TASK DETAILS: Transcribe the records that follow, preserving every word.

________________________________________

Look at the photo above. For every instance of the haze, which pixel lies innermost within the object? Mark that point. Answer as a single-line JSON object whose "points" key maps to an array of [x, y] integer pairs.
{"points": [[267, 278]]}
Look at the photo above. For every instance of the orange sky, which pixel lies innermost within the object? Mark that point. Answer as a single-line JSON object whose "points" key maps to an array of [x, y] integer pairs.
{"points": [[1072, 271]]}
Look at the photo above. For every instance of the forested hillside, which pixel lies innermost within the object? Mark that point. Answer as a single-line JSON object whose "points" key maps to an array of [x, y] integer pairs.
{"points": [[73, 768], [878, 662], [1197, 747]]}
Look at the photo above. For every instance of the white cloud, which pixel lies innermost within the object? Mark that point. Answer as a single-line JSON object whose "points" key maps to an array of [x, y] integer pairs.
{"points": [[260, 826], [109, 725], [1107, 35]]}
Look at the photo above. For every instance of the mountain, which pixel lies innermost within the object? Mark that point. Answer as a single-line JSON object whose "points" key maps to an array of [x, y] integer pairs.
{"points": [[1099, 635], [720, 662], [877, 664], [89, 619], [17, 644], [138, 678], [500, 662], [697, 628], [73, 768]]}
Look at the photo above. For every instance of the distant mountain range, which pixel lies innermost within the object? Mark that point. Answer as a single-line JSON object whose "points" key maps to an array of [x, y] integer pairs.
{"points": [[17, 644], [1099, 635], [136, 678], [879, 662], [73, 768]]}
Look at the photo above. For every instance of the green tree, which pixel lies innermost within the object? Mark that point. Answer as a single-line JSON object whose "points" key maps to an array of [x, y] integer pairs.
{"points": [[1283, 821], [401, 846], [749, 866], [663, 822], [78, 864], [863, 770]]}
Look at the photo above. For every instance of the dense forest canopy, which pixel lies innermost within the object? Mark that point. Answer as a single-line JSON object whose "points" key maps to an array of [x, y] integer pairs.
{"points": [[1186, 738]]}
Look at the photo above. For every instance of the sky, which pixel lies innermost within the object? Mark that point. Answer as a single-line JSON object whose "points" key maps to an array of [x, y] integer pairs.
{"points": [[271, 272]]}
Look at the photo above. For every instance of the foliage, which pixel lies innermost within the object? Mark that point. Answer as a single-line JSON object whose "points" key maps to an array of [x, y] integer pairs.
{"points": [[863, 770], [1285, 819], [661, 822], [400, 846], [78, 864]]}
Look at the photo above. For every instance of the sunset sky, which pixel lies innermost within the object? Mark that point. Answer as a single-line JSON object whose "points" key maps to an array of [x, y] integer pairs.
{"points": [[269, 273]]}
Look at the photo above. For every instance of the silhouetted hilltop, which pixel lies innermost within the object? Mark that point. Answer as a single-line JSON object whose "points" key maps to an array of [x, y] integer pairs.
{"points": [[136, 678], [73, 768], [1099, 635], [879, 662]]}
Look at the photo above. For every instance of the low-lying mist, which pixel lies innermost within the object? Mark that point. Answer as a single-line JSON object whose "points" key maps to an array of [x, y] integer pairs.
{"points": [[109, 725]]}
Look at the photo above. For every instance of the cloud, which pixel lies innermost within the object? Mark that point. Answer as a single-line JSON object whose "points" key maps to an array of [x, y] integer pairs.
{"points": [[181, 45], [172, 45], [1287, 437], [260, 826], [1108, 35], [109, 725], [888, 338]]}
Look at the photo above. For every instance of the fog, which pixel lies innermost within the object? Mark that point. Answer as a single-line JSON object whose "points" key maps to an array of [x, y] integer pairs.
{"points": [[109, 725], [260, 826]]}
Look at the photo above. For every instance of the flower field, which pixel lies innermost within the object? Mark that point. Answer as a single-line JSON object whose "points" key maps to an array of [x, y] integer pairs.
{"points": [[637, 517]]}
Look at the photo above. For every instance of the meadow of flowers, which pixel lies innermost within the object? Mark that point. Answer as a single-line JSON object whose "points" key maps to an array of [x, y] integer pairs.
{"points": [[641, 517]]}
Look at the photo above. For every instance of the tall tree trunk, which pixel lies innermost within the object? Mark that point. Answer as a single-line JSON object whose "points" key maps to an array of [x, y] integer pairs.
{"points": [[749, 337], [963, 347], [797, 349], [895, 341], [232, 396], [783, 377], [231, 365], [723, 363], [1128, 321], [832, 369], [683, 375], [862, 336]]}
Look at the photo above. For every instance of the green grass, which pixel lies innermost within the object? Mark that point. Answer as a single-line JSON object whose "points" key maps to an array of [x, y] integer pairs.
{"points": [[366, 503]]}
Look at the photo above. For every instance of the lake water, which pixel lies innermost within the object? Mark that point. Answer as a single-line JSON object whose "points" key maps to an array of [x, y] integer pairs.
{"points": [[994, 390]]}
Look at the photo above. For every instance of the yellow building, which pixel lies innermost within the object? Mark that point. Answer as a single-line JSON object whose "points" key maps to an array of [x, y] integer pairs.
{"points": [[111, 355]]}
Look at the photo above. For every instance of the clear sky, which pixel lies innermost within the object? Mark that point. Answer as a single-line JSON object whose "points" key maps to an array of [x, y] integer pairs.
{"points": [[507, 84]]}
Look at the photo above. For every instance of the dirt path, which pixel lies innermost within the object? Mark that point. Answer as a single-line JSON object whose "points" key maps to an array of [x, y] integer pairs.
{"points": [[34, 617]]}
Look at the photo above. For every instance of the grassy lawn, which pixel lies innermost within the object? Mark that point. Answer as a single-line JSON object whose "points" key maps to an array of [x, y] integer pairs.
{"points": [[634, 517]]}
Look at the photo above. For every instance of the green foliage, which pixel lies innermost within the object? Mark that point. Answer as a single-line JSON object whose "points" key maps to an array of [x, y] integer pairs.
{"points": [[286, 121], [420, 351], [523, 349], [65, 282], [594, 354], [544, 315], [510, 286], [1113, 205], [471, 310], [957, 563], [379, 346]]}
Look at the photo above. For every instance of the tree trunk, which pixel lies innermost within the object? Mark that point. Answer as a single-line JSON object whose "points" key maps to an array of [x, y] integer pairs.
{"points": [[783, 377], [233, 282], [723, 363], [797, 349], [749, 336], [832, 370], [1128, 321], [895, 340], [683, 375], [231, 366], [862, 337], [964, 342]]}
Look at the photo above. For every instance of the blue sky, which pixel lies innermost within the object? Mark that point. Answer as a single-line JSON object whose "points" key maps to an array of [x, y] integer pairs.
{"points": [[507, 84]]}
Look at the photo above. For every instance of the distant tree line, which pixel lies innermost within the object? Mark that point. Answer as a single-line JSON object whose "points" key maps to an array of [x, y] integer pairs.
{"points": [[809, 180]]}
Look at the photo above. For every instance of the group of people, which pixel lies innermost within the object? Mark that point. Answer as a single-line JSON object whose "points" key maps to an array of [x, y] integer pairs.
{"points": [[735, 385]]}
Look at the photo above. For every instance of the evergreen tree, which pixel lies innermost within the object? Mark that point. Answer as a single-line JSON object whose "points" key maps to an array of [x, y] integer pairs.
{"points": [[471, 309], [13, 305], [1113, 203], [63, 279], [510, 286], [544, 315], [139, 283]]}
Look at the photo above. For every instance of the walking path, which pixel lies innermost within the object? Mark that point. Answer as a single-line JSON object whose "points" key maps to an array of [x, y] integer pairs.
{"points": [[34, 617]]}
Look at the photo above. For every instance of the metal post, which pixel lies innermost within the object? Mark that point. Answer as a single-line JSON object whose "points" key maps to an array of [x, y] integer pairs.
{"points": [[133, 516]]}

________________________________________

EXERCISE RESPONSE:
Look at the photo above. For every instance of the haze, which pixel lies innermost within the object? Mark that point. Answer as a single-line JSON object whose "points" key maps to an array of [x, y] integer pairs.
{"points": [[267, 278]]}
Look at the photo above. For every instance of the orange sky, which pixel lies innermost within the object? Mark that point. Answer as a single-line JSON object whose "points" key maps to an array of [x, y] integer pairs.
{"points": [[1072, 271]]}
Look at the photo above. For every instance of the forested hillside, which pixel lies innermost within the object? Mark that point. Answer as a single-line JSON object whose "points" key maps to an array of [x, y] integer pairs.
{"points": [[73, 768], [878, 662], [1197, 747]]}
Look at the photo above. For every instance of the white cloud, which pixel lies innermost within the object? Mark that point. Answer as a single-line JSON object whose "points" key maps to an array of [x, y] integer pairs.
{"points": [[260, 826], [109, 725], [1107, 35]]}
Look at the photo above. For every instance of the mountain, which pixel lies innermost within the object? Mark that point. Answer as a single-line JSON object whose "points" key maps to an array of [x, y] integer pairs.
{"points": [[1099, 635], [720, 662], [877, 664], [89, 619], [17, 644], [138, 678], [500, 662], [697, 628], [73, 768]]}
Look at the photo above. For every instance of the distant mountain range, which pixel lies innermost within the object? Mark that point. Answer as a single-line JSON object whose "points" key maps to an array of [x, y] integer pairs.
{"points": [[17, 644], [1099, 635], [136, 678], [879, 662], [73, 768]]}
Look at the photo above. For every instance of the green tree, which pixel lies innermost within the object? Mark that point. Answer as a single-line JSON object whose "points" key maps to an array of [x, y] integer pairs.
{"points": [[1283, 821], [401, 846], [749, 866], [663, 822], [78, 864], [863, 770]]}
Look at the photo above. For every instance of the dense forest canopy, which pixel lies innermost within the object? Mark that point. Answer as a single-line JSON object whose "points" key maps to an array of [x, y] integer pairs.
{"points": [[1186, 738]]}
Look at the photo above. For every instance of the sky, which pixel lies innermost within the object? Mark that point. Answer as a single-line JSON object whose "points" key maps to an array of [x, y] integer pairs.
{"points": [[271, 272]]}
Look at the photo above. For every instance of the foliage, which pixel lies innermost within the object? Mark that point. Answer as a single-line JSON object whose "points" key maps to an array of [x, y] integer pairs.
{"points": [[863, 770], [1285, 819], [661, 822], [400, 846], [78, 864]]}
Look at the photo above. For every instance of the sunset sky, which pixel lies innermost within the object? Mark that point. Answer as a single-line JSON object whose "points" key maps to an array of [x, y] integer pairs.
{"points": [[269, 273]]}
Look at the photo above. For every instance of the silhouetted hilltop, which pixel lies innermost within the object? Mark that point. Answer as a single-line JSON object whose "points" key maps to an array of [x, y] integer pairs.
{"points": [[136, 678], [73, 768], [1099, 635], [879, 662]]}
Look at the photo above. For every instance of the low-lying mist, which pixel lies innermost within the object? Mark that point. Answer as a single-line JSON object whose "points" key maps to an array of [x, y] integer pairs.
{"points": [[109, 725]]}
Look at the photo above. For every instance of the cloud, which pixel lies innermost within the object? Mark that point. Answer as a single-line JSON object whose "points" key maps to an array of [x, y] integer pairs.
{"points": [[181, 45], [172, 45], [1287, 437], [260, 826], [1108, 35], [109, 725], [888, 338]]}
Look at the photo above. For every instance of the fog, which pixel lies innermost within the object? Mark that point. Answer as a single-line JSON object whose "points" key maps to an array of [x, y] integer pairs.
{"points": [[109, 725], [260, 826]]}
Look at the photo above. For every instance of the flower field, which pixel lies innermost within the object? Mark that point. Answer as a single-line JSON object whose "points" key maps to an array of [x, y] integer pairs.
{"points": [[637, 517]]}
Look at the photo above. For every instance of the meadow of flowers, which pixel lies innermost within the object? Mark that point. Answer as a single-line JSON object whose "points" key maps to an array of [x, y] integer pairs.
{"points": [[641, 517]]}
Look at the photo above. For every instance of the tall tree trunk, which pixel lies innermost within the object? Mark that point. Answer as a single-line JSON object whose "points" key maps to an array of [x, y] integer pairs.
{"points": [[749, 337], [963, 347], [797, 349], [895, 341], [232, 396], [783, 377], [231, 365], [723, 363], [1128, 321], [832, 369], [683, 375], [862, 336]]}
Look at the photo above. For every instance of the green grass, which pixel lies innermost within the object? Mark that point. Answer as a single-line JSON object whose "points" key maps to an array of [x, y] integer pairs.
{"points": [[366, 503]]}
Look at the photo above. For every instance of the lake water, which pixel lies innermost within the object? Mark that point. Answer as a single-line JSON object whose "points" key maps to an array of [x, y] integer pairs.
{"points": [[994, 390]]}
Look at the photo above. For every instance of the yellow building, which pixel lies innermost within the object? Mark that point. Answer as a single-line JSON object whose "points" key maps to an array of [x, y] integer pairs.
{"points": [[111, 355]]}
Look at the photo above. For every instance of the clear sky, which pixel lies innermost within the object? Mark that point. Answer as a single-line JSON object whose "points" key maps to an array of [x, y] integer pairs.
{"points": [[507, 84]]}
Look at the photo above. For every instance of the dirt path, which pixel lies innermost within the object? Mark that point. Answer as a single-line JSON object whose "points" key maps to an array of [x, y] integer pairs.
{"points": [[34, 617]]}
Look at the photo above. For every instance of the grassy lawn, which pixel lies innermost within the object? Mark that point. Answer as a single-line JSON object whose "points" key maps to an array of [x, y] integer pairs.
{"points": [[634, 517]]}
Look at the photo above. For every instance of the green foliage, which pixel lies innermost within the object? Mark that point. Answer as a single-line JSON object whose "points" key maps to an array of [x, y] integer pairs.
{"points": [[286, 121], [420, 351], [523, 349], [65, 282], [594, 354], [544, 315], [510, 286], [1113, 205], [471, 310], [957, 563], [379, 346]]}
Look at the photo above. For every instance of the tree trunk, which pixel lies innermost within the object? Mark that point. Answer as a single-line JSON object whose "points" key maps to an array of [x, y] integer pairs.
{"points": [[783, 377], [233, 282], [723, 363], [797, 349], [749, 336], [832, 370], [1128, 321], [895, 340], [683, 375], [231, 366], [862, 337], [964, 342]]}
Look at the photo above. For every instance of the blue sky, which pixel lies innermost within the object? Mark that point. Answer as a single-line JSON object whose "points" key maps to an array of [x, y] integer pairs.
{"points": [[507, 84]]}
Look at the photo above. For every instance of the distant tree line, which pixel lies innermost within the object? Mark that point. Answer as a single-line JSON object whose "points" key maps to an array of [x, y] integer pairs.
{"points": [[809, 180]]}
Look at the photo above. For every instance of the group of people, which pixel lies innermost within the object? Mark that point. Answer as a single-line JSON object whose "points" key maps to an array of [x, y] integer pairs.
{"points": [[735, 385]]}
Look at the photo above. For every instance of the evergreen tree, which pixel lies innermost within the object? Mark that point. Answer as a single-line JSON object whose "points" key maps to an array of [x, y] integer pairs.
{"points": [[471, 309], [13, 305], [1113, 203], [63, 279], [510, 286], [544, 315], [139, 283]]}
Look at the photo above. For every instance of the walking path, which pixel lies innermost within the object? Mark that point. Answer as a single-line JSON object whose "points" key maps to an array of [x, y] integer pairs.
{"points": [[34, 617]]}
Look at the photo above. For every instance of the metal post, which pixel lies innermost within the object? Mark that point. Answer as a single-line JSON object whose "points" key maps to an array of [x, y] integer pairs.
{"points": [[133, 516]]}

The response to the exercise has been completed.